List every line in the rows below that contains the string "chair", reproducing each matching line in full.
-- Start of INFORMATION GIVEN --
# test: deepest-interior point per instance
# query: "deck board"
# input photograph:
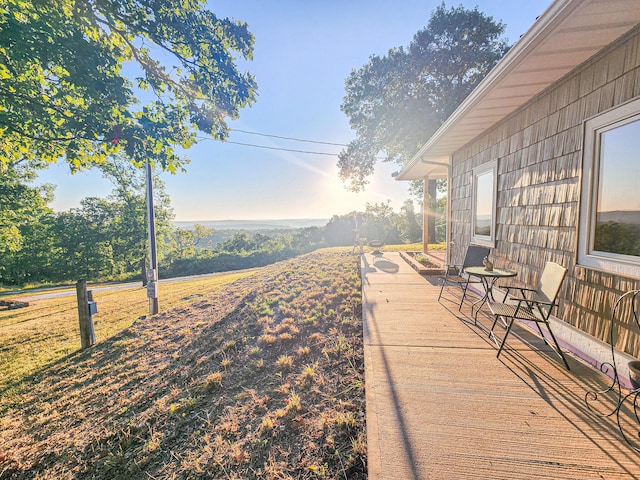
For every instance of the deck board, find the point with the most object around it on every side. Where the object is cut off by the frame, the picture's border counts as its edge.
(441, 405)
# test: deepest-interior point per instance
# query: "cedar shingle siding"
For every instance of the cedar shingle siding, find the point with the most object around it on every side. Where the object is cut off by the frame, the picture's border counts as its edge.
(539, 152)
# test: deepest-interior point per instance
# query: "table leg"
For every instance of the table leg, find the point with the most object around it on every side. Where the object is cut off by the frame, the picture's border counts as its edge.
(487, 283)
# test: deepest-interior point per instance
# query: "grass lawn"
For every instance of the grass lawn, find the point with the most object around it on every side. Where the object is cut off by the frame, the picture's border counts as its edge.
(254, 376)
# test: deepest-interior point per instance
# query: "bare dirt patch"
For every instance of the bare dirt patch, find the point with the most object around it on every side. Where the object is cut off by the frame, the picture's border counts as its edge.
(263, 380)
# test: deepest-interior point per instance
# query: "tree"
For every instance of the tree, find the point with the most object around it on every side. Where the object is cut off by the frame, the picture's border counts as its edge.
(396, 101)
(20, 204)
(64, 94)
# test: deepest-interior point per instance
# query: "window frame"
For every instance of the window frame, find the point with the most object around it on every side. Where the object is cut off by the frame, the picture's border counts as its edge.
(594, 127)
(486, 240)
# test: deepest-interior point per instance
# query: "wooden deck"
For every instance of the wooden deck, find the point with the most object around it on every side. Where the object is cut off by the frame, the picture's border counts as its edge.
(440, 405)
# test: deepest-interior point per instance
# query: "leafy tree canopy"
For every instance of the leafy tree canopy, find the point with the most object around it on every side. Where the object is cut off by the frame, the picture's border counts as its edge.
(20, 204)
(64, 94)
(396, 101)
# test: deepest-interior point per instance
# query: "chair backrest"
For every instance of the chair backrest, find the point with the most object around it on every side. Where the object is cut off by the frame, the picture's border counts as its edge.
(551, 281)
(474, 256)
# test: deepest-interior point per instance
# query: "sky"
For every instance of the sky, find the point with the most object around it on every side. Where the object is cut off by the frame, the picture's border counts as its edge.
(304, 51)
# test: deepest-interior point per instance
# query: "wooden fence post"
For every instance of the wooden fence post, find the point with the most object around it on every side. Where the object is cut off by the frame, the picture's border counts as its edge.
(87, 333)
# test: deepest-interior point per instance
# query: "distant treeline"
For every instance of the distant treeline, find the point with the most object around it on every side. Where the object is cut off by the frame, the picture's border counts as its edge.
(106, 239)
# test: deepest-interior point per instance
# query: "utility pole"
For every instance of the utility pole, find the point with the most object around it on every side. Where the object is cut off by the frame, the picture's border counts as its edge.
(152, 271)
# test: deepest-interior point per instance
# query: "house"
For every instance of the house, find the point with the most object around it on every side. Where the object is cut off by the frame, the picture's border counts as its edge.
(543, 164)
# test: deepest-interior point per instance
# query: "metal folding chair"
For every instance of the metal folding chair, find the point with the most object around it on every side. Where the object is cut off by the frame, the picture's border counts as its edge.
(534, 305)
(456, 275)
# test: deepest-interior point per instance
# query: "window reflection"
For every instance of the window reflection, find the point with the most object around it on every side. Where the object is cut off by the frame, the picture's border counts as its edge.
(484, 204)
(617, 217)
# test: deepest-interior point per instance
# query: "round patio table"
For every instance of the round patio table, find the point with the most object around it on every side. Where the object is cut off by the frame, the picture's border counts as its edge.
(488, 279)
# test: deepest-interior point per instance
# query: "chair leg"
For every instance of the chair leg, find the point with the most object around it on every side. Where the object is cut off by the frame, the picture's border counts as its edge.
(464, 294)
(555, 341)
(506, 334)
(442, 288)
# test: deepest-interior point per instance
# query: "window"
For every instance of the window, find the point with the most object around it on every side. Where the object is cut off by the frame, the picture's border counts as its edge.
(610, 203)
(483, 224)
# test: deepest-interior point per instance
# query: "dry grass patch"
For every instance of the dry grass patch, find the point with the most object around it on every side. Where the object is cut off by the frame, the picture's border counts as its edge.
(197, 392)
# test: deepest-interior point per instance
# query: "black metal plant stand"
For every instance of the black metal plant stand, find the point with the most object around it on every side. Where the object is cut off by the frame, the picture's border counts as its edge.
(621, 397)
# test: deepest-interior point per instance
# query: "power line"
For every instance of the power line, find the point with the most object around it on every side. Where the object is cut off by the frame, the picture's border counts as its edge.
(282, 149)
(288, 138)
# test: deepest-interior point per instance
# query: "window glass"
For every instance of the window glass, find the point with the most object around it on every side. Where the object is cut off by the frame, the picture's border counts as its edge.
(484, 204)
(617, 216)
(609, 235)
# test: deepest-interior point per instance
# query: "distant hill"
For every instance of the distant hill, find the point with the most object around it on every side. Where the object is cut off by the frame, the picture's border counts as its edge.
(254, 224)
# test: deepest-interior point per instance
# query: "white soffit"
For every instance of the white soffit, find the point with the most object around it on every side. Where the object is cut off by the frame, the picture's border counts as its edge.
(568, 33)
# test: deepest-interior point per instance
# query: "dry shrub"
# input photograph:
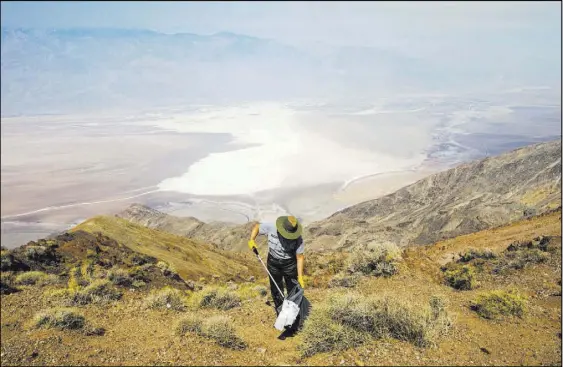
-- End of INFORMATION GIVEN --
[EXERCISE SOLUTION]
# query: "chair backrest"
For every instance of the chair backrest, find the point with the most object around it on every side. Where the object is cut off by the frame, the picture's border counts as its edge.
# query: "metal folding chair"
For every instance of the metal folding chair, find the point with the most object around it on every side. Where the object is cut off by the frame, the picture's border counts as its edge.
# query: "chair leg"
For every instance of the chair leg, find the point with the most object around it on every side. Where the object is cut off by the frame, the picture's border counts as its edge.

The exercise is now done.